(Boundary annotation listing)
----
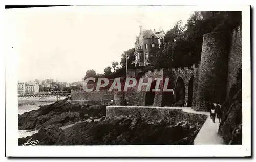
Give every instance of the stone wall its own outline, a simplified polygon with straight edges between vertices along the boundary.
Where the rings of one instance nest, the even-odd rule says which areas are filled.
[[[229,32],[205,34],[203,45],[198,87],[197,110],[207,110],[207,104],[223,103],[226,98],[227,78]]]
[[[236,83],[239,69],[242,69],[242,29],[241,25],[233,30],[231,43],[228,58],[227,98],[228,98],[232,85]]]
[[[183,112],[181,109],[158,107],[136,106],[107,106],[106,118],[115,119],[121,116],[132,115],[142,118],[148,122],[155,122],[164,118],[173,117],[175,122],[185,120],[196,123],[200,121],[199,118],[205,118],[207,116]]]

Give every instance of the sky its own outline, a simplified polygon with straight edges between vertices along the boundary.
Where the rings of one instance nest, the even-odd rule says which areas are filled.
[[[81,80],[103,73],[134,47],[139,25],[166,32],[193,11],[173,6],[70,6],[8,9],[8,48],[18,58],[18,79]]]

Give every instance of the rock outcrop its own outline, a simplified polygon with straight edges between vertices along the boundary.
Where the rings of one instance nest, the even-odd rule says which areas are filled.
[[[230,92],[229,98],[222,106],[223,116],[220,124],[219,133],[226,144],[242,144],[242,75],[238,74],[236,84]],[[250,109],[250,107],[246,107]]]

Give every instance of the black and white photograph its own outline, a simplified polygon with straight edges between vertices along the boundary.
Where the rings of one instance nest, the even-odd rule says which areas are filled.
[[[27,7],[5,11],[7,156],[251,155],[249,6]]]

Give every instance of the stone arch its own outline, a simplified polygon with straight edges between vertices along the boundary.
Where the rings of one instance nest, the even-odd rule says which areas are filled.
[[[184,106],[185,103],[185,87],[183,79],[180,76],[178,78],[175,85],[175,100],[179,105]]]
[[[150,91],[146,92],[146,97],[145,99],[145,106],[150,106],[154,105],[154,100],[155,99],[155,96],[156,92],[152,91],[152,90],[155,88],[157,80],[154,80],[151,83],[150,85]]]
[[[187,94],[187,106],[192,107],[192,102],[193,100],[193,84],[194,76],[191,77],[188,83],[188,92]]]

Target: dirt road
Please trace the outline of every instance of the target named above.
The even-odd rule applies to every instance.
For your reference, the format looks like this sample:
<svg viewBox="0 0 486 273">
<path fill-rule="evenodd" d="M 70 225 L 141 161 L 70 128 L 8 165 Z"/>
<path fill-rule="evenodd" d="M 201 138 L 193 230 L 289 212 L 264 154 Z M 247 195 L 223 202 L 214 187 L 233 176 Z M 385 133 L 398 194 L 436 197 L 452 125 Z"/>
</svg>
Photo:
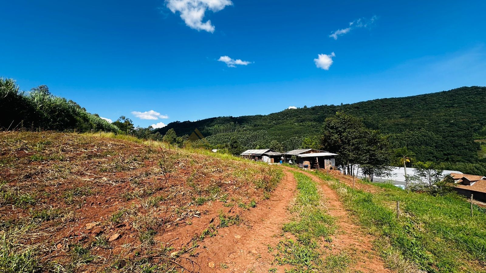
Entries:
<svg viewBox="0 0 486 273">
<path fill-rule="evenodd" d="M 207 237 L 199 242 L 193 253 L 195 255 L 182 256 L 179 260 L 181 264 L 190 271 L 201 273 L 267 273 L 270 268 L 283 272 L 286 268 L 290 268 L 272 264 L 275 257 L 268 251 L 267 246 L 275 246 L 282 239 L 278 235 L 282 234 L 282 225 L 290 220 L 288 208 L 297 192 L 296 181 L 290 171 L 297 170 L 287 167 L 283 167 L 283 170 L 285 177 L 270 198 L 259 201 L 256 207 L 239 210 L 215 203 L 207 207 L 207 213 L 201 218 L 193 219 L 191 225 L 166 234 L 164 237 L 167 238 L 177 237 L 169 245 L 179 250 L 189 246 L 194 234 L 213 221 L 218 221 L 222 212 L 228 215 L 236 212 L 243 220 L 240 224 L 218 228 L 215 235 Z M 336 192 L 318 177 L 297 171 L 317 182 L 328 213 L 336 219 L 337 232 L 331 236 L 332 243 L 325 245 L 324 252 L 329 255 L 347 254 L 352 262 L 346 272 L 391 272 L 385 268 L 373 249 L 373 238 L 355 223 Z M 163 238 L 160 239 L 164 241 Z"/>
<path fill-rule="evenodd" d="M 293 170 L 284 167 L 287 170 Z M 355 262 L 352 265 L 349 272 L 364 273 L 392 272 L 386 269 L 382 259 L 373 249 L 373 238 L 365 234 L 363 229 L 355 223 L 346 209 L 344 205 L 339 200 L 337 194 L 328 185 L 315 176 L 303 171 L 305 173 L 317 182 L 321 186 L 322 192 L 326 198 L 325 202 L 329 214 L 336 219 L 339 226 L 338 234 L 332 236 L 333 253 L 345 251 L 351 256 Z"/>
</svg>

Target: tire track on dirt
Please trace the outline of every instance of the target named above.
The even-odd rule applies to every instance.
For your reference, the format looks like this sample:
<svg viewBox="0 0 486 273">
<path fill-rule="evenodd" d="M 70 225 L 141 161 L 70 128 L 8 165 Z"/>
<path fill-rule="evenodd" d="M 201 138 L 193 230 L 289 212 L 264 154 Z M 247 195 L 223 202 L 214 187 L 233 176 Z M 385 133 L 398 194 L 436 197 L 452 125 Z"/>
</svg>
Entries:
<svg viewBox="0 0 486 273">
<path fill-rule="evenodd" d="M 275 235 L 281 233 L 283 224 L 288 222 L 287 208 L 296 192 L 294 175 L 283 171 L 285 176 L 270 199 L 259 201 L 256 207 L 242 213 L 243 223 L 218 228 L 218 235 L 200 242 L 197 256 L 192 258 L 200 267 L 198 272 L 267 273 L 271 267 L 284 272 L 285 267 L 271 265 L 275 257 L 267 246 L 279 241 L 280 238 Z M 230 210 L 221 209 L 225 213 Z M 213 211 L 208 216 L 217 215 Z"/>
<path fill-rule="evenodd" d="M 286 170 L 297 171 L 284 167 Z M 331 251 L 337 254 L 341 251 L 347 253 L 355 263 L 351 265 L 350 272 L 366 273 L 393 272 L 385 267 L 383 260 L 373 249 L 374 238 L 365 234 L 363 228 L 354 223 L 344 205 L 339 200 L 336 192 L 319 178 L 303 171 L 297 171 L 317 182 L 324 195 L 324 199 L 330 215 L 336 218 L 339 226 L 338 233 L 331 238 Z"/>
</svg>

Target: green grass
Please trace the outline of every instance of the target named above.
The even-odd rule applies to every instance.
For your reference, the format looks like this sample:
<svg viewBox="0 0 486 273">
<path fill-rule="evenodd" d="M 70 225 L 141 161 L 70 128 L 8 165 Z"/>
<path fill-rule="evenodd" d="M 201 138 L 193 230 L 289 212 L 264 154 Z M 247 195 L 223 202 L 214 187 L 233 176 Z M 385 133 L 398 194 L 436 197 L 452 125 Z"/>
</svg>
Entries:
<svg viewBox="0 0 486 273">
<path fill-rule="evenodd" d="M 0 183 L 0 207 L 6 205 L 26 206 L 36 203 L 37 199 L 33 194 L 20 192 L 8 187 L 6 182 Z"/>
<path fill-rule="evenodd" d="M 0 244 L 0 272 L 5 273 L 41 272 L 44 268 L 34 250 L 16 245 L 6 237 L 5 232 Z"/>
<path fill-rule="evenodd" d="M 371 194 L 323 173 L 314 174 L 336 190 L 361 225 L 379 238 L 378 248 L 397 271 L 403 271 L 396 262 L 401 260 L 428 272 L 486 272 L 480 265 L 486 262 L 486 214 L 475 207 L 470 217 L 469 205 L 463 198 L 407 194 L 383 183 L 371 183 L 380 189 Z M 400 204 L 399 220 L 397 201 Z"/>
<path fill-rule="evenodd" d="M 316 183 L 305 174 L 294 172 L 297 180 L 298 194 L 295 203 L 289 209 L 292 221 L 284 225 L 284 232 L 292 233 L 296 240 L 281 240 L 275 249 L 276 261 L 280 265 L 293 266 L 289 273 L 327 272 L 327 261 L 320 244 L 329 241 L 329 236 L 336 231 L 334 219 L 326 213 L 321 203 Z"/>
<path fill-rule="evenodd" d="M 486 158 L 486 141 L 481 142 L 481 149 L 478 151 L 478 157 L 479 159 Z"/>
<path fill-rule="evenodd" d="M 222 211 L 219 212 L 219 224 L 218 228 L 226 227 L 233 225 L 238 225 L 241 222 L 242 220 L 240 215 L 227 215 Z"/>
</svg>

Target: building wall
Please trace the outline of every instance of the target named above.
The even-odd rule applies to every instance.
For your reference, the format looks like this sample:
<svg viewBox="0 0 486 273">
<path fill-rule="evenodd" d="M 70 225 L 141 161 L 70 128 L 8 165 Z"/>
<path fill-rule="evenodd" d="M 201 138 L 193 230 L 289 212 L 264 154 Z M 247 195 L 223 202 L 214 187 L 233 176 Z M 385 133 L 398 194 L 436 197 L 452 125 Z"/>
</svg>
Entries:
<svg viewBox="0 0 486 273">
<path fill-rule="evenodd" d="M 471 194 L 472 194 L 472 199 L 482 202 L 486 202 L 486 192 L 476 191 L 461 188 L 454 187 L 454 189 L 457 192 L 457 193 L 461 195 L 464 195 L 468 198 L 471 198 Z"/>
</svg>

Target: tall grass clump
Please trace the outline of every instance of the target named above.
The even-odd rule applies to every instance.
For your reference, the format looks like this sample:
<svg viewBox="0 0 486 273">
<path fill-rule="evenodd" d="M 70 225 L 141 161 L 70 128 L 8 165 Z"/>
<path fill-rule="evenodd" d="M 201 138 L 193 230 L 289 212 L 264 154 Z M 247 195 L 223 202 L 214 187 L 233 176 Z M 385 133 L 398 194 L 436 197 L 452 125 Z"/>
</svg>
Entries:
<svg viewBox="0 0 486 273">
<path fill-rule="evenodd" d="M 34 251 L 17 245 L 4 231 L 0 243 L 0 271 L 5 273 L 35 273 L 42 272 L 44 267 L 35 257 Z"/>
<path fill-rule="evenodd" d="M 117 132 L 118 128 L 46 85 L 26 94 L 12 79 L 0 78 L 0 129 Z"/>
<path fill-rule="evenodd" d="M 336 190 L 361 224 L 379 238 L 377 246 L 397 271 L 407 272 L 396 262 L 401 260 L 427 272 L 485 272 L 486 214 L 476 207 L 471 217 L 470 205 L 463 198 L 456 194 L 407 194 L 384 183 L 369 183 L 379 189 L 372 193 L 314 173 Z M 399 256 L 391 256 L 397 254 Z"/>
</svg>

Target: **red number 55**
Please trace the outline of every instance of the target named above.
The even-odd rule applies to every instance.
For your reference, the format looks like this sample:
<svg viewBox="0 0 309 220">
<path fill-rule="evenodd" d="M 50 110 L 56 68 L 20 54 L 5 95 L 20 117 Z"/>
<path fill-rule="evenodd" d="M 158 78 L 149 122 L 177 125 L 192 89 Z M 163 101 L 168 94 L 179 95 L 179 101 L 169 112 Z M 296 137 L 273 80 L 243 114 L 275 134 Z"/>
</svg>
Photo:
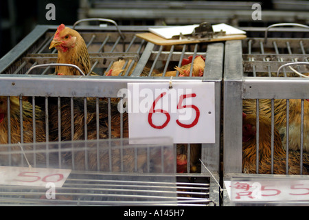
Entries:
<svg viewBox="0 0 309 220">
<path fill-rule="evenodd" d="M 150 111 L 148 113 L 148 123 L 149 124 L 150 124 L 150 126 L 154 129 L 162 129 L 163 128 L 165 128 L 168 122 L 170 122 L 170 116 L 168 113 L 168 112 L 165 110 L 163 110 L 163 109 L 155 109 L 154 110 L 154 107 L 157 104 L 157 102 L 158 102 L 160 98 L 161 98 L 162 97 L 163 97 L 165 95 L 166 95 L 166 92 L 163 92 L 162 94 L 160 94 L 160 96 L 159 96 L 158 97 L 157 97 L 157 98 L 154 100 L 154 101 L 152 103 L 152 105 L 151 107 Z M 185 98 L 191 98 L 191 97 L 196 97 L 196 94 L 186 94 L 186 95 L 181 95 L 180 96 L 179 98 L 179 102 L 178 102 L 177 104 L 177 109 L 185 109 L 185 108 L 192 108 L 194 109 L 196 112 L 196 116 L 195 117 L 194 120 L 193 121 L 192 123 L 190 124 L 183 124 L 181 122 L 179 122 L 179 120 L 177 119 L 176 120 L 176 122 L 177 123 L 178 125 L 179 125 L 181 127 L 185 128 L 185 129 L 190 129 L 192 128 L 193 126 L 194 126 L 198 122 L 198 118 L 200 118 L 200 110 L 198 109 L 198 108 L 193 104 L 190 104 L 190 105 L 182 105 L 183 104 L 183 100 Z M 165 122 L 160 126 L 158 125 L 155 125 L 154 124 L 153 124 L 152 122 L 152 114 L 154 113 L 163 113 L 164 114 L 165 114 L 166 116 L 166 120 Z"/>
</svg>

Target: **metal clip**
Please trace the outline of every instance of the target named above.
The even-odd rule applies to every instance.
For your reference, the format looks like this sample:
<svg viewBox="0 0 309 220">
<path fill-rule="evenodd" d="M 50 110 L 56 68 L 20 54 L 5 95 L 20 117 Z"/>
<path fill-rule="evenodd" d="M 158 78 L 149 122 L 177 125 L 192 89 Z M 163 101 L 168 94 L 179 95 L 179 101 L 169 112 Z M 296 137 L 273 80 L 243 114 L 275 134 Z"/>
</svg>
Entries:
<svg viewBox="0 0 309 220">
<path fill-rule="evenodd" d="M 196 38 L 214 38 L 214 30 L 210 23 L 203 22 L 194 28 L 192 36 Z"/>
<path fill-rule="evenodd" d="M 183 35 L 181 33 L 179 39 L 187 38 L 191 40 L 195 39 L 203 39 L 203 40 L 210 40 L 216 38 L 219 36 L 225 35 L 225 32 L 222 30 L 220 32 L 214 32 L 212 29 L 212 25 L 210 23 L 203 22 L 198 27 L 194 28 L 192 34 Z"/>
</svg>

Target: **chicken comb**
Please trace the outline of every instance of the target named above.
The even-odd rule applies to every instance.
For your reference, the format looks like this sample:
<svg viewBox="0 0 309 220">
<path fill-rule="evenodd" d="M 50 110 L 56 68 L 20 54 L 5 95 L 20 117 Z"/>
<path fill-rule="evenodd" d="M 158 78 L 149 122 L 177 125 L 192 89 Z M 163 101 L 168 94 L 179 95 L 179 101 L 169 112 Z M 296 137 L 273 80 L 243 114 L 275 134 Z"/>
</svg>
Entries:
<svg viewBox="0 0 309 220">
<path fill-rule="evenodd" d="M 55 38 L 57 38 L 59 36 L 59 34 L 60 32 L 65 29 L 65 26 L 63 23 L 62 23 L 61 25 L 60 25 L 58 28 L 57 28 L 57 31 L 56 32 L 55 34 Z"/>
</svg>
----
- **Problem**
Please rescale the lines between the one holding "Give every instance of the black" and the one holding "[[[27,7],[5,11],[7,156],[251,155],[249,6]]]", inclusive, and give only those lines again, requests included. Multiply every polygon vertex coordinate in the answers by 2.25 and round each to a whole number, with halves rounding up.

- **The reply**
Give every instance of the black and white photograph its own outline, a simplified polygon with straight edges between vertices along the boundary.
Where the rings of one instance nest, the even-odd rule says which areas are filled.
[[[61,16],[11,25],[16,351],[565,349],[560,14]]]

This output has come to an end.